WHAT TO WORK ON:
The line containing "Could you please indicate the arched" marks the start, and the last line of the records below marks the end. Print that run exactly and nothing else.

GIVEN DATA:
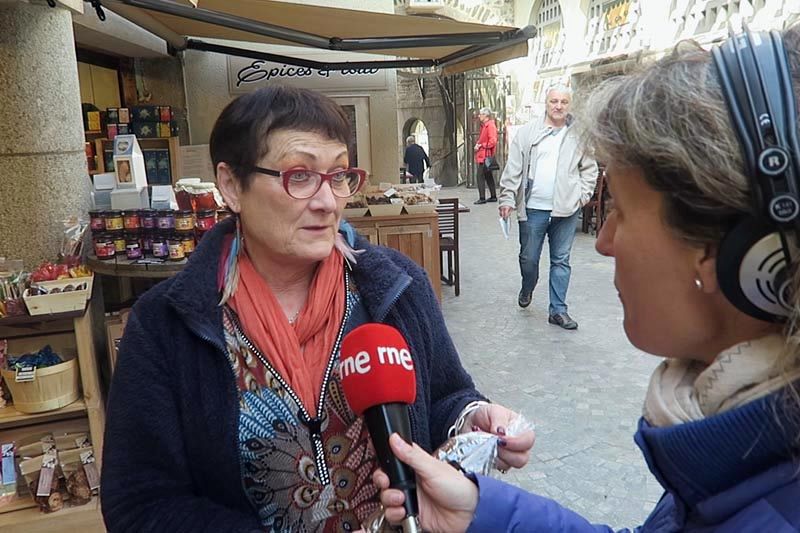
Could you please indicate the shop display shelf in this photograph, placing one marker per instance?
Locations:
(10, 417)
(19, 517)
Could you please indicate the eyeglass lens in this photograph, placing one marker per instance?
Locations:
(304, 184)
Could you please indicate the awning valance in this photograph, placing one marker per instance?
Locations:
(415, 41)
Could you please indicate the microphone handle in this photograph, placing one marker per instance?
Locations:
(383, 420)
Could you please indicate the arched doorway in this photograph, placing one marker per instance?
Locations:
(417, 128)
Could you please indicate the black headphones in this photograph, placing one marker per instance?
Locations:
(755, 256)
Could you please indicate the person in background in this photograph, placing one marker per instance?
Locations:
(225, 412)
(416, 159)
(548, 177)
(485, 147)
(722, 414)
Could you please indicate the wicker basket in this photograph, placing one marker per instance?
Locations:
(54, 387)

SOLUTION TO THIS TASK:
Could you please indicate the arched doorway in this photograph, placing one marker per instance?
Locations:
(417, 128)
Could you please indicate the black headphones in this photograph, placing one marker per instance?
Locations:
(755, 256)
Could you please indicate the person in background in this photograph, placing one marker per instance?
Locations:
(225, 412)
(416, 159)
(548, 177)
(485, 147)
(722, 414)
Could you please indicate the wicker basket in this photograph, placing one marker per instance?
Locations:
(54, 387)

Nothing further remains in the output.